START

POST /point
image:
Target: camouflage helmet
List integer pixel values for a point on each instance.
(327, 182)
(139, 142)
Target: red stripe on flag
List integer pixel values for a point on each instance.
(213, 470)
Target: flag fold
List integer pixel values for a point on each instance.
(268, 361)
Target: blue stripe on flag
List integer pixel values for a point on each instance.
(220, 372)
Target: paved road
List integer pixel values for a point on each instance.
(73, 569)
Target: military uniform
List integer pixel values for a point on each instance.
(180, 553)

END
START

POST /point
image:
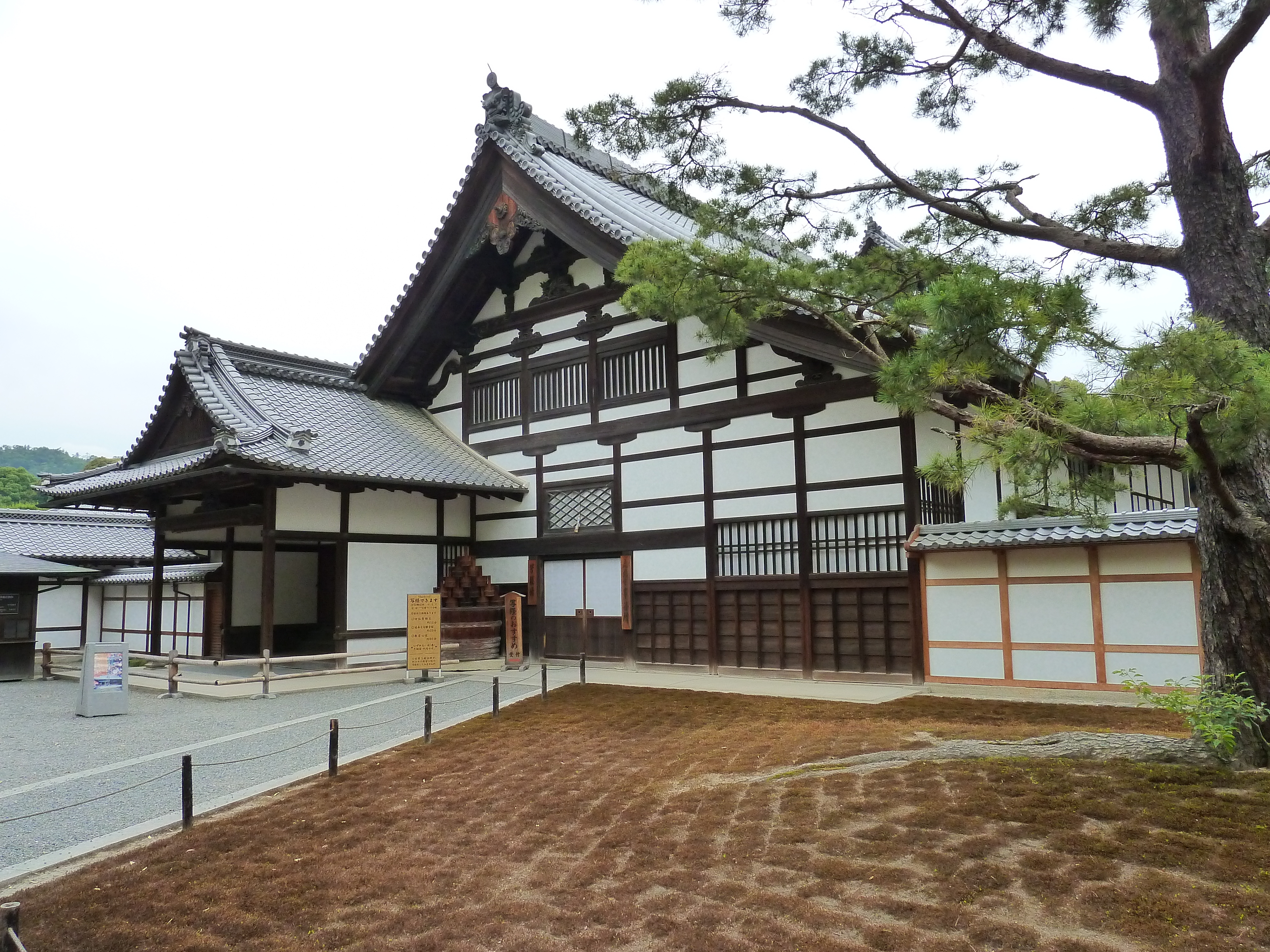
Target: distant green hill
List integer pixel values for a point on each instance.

END

- _Do this_
Please return every line of the rows that contains the string "Target".

- _The response_
Target: camouflage helmet
Target: red stripe on flag
Target: flag fold
Target: blue stripe on flag
Target: paved road
Target: military uniform
Target: distant green hill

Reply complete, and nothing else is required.